* [THINGS TO DO]:
- A) According to the passage on skin blood flow during exercise in the heat, at roughly what percentage of its maximum does skin blood flow plateau in healthy young individuals?
- B) Continue the passage on skin blood flow and heat stress in older individuals, starting after its final sentence.

* [TEXT]:
Whilst passive heat exposure stimulates increases in SkBF, it must be acknowledged that the combination of heat stress and exercise can further challenge the human cardiovascular system [50]. As such, the maintenance of blood pressure and skeletal muscle perfusion, in the face of increases in SkBF to meet thermoregulatory demands, necessitates an increase in cardiac output and redistribution of blood flow from inactive regions including the renal and splanchnic circulations [46]. In light of this, the combined independent demands from the skin, active skeletal muscle (both locomotor and respiratory), and blood pressure regulation will likely exceed available cardiac output [45]. In keeping with this suggestion, previous work has demonstrated that SkBF plateaus at ~60% of its maximum during exercise in the heat in healthy young individuals [51]. This is likely the result of a baroreceptor reflex-mediated control of SkBF imposed by exercise-induced metabolic demands to redistribute blood flow away from the cutaneous circulation to maintain optimal skeletal muscle and cerebral perfusion and blood pressure regulation [52]. If SkBF was to continue rising unabated during exercise, blood pressure would potentially fall which may then lead to a catastrophic perfusion failure of vascular beds. With such changes evident in apparently healthy young individuals, it may be argued that cardiovascular and thermal strain would be exacerbated to a greater extent in older individuals when exercising in a hot environment. The fact that SkBF responses during exercise in the heat are diminished to a much greater extent in older individuals compared to younger individuals, thereby negatively affecting heat content distribution and possibly even heat loss capacity in this population, lends some support to this suggestion [25].

Over the past several years, a number of researchers have examined the mechanisms underlying age-related impairments in cutaneous vasomotor control [9, 10, 13, 26, 38, 53–60]. From these investigations, it has been recognised that impairments in the mechanisms mediating cutaneous vasomotor control occur at multiple sites along the efferent arm of the sympathetic nervous system. These impairments include reductions in sympathetic cholinergic cotransmitter release, alterations in downstream signalling for vascular endothelial function, and attenuation in heat stress-induced sympathetic neural drive. Furthermore, it is important to note that age-related alterations in cardiovascular function and fluid status can also contribute to impaired SkBF responses during heat stress in older individuals. These age-related factors are discussed in greater detail below.

* [EXERCISE DATA]:
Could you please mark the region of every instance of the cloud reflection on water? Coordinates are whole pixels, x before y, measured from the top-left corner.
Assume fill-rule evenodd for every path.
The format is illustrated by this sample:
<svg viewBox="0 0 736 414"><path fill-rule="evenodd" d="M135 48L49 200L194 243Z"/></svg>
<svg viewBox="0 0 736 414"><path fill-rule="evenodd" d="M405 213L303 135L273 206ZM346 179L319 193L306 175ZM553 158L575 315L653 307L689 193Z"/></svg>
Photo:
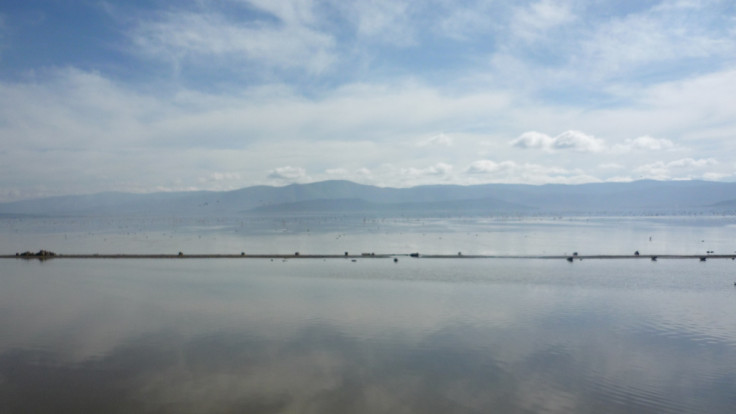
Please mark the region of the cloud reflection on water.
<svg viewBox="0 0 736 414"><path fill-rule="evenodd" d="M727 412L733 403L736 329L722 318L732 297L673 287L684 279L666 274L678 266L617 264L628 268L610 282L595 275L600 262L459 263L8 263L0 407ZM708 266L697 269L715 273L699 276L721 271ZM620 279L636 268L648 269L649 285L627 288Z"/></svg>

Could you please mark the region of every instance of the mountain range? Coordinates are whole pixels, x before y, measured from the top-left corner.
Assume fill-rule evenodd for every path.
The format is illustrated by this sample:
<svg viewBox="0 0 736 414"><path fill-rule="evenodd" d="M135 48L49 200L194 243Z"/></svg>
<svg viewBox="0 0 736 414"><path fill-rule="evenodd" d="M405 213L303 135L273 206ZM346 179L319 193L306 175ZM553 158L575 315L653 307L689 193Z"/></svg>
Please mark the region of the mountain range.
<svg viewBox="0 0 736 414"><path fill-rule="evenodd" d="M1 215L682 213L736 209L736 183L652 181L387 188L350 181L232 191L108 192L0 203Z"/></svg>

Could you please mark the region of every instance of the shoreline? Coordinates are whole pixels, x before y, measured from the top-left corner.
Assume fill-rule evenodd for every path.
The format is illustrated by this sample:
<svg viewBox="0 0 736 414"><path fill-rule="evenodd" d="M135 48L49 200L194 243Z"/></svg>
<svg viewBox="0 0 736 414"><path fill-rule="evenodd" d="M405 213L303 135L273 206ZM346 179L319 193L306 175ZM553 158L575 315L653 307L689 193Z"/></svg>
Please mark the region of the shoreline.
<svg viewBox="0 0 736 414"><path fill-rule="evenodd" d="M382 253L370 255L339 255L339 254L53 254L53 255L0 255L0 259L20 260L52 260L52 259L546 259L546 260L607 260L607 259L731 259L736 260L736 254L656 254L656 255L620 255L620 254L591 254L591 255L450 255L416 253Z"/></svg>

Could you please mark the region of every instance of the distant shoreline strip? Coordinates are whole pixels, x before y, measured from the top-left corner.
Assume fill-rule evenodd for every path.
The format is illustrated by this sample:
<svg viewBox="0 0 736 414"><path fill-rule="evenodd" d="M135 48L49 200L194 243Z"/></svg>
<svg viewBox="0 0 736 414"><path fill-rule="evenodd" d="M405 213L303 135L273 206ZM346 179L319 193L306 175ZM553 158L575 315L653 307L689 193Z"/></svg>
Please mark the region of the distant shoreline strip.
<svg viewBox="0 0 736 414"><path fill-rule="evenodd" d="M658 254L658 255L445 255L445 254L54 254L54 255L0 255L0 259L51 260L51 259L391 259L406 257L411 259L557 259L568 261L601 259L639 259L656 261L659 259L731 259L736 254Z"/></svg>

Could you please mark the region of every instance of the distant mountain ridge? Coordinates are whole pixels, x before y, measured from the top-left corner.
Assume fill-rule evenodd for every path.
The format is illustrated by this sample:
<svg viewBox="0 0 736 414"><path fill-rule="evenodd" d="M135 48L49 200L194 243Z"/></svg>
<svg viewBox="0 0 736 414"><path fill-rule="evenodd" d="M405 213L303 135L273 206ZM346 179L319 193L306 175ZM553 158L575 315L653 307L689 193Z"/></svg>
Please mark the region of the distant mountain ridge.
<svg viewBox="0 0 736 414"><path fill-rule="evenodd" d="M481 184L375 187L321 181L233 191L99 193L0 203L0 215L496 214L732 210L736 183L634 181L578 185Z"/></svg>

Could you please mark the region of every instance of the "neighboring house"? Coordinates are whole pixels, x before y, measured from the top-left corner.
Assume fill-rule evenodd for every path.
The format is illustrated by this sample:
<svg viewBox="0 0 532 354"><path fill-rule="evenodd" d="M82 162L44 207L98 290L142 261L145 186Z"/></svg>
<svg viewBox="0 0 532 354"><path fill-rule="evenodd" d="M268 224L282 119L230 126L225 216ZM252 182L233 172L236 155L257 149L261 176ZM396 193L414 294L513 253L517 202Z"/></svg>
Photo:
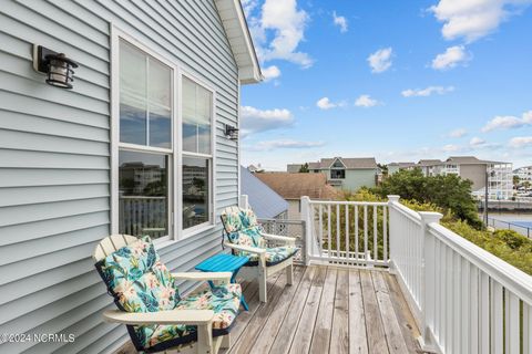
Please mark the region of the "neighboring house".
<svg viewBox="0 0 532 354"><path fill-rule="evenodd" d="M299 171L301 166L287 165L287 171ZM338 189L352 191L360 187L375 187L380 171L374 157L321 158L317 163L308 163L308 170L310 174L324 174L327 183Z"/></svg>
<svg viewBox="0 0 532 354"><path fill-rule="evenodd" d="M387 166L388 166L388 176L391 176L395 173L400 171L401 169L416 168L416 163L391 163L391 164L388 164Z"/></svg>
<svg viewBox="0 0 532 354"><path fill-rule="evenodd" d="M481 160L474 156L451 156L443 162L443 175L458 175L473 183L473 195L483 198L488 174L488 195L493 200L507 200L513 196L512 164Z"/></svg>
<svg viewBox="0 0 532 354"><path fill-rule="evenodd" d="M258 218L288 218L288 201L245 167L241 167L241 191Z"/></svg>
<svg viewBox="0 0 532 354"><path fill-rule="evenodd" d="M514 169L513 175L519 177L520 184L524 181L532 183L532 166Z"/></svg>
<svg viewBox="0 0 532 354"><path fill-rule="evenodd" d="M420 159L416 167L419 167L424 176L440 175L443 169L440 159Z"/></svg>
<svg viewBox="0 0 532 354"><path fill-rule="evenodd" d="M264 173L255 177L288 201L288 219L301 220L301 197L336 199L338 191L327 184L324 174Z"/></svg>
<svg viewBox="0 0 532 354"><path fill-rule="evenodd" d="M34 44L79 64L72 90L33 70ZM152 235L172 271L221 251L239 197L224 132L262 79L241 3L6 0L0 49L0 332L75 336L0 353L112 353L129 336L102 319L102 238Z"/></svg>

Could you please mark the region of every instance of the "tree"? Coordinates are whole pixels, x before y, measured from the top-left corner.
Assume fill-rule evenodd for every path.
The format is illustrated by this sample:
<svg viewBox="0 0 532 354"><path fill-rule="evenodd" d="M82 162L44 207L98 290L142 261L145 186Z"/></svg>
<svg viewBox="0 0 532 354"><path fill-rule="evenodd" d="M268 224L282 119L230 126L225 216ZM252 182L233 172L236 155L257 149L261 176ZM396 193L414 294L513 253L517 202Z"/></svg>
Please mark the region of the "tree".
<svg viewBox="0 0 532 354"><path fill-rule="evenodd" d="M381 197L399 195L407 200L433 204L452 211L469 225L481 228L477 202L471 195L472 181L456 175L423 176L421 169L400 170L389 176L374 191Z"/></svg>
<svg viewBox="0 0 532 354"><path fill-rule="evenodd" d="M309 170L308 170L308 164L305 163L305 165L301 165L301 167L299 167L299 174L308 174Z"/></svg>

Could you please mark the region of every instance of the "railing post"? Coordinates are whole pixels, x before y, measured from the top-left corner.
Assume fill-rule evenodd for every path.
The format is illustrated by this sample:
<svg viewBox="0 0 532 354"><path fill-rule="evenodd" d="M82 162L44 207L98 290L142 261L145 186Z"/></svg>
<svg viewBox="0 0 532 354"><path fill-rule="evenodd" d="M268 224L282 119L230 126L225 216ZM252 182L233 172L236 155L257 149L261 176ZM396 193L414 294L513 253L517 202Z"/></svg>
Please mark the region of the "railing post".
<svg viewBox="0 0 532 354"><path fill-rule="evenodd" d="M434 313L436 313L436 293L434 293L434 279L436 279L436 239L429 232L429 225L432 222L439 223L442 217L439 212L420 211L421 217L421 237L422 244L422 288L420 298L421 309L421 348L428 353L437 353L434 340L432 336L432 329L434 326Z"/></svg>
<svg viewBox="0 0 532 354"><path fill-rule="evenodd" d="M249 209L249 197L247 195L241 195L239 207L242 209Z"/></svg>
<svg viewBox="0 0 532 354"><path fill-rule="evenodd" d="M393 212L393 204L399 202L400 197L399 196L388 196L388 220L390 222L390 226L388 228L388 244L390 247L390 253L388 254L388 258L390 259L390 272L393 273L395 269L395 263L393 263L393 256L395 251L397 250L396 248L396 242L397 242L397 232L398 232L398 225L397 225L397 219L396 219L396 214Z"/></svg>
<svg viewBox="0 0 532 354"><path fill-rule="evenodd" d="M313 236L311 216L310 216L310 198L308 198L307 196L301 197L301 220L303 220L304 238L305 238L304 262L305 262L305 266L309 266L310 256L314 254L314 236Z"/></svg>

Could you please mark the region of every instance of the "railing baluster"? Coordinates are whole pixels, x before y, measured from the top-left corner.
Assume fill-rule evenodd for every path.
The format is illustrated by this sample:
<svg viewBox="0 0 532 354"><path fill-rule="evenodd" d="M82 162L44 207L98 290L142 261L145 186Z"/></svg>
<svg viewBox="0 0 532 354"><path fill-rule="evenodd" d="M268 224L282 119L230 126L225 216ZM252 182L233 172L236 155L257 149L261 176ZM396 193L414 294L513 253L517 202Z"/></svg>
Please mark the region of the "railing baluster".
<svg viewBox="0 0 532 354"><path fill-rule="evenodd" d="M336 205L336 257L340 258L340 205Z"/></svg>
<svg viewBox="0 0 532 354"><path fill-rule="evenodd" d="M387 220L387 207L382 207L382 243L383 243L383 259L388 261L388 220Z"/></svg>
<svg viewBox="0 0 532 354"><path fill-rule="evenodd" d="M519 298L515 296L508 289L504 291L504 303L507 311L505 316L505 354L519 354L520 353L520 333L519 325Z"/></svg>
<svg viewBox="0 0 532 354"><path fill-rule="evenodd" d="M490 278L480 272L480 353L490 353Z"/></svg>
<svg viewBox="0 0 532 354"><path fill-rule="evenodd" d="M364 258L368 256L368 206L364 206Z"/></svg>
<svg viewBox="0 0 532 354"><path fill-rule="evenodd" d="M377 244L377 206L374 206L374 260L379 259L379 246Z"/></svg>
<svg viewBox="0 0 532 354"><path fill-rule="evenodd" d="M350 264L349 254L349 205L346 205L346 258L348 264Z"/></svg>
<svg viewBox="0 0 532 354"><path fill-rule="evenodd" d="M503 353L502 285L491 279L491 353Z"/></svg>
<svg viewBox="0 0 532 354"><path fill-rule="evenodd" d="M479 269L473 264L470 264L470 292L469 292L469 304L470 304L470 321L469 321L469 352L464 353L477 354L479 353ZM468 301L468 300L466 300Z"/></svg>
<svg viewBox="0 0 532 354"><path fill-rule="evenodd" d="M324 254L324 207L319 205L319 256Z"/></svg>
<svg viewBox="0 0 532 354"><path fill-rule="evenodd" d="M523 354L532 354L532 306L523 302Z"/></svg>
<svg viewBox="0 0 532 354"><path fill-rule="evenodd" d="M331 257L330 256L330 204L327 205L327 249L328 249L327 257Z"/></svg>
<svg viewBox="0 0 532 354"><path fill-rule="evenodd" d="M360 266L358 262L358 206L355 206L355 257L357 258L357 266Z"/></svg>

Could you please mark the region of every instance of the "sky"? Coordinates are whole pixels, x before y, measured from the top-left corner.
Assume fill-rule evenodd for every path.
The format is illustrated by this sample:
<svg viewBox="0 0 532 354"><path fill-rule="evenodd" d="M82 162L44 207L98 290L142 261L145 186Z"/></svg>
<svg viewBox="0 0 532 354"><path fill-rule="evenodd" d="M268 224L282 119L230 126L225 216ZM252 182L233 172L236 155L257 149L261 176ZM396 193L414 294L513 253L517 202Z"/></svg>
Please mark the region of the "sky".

* [TASK-BY-TASK ANSWERS]:
- A) About 60% of its maximum.

- B)
Thermoregulatory-induced rises in SkBF are primarily mediated by a sympathetic cholinergic active vasodilator system [61, 62]. Active cutaneous vasodilation is mediated through the release of acetylcholine and unknown cotransmitters, which facilitate cutaneous vasodilation through NO-dependant mechanisms [61, 62]. Studies have shown that older individuals exhibit an impaired vasodilatory response to hyperthermia and can be attributed to decreased sensitivity of the active vasodilator system [60, 63]. This decreased sensitivity of the active vasodilator system results in reduced cotransmitter signalling and, thus, attenuated NO-dependent cutaneous vasodilation. Hence, compared to younger individuals, older individuals predominately rely on compromised nitric oxide- (NO-) dependant cutaneous vasodilation to increase SkBF in response to environmental heat exposure and/or physical activity [54, 56, 57]. Furthermore, increases in skin and core body temperature elicit robust increases in skin sympathetic nerve activity in young healthy individuals [64]. However, when compared to young individuals, Stanhewicz et al. [58] not only demonstrated that older individuals exhibit less sympathetic outflow to the skin during passive heat stress, but also have an attenuated vasodilator response for a given increase in skin sympathetic nerve activity. These findings are consistent with that of Grassi et al. [53] who showed that skin sympathetic nerve activity modulation from mild changes in ambient temperature (±8°C) is markedly reduced in older individuals. Since increases in skin sympathetic nerve activity are thought to drive cutaneous vasodilator responses, overall these studies suggest that differences in sympathetic activity may contribute to the altered SkBF response observed in older individuals during heat stress.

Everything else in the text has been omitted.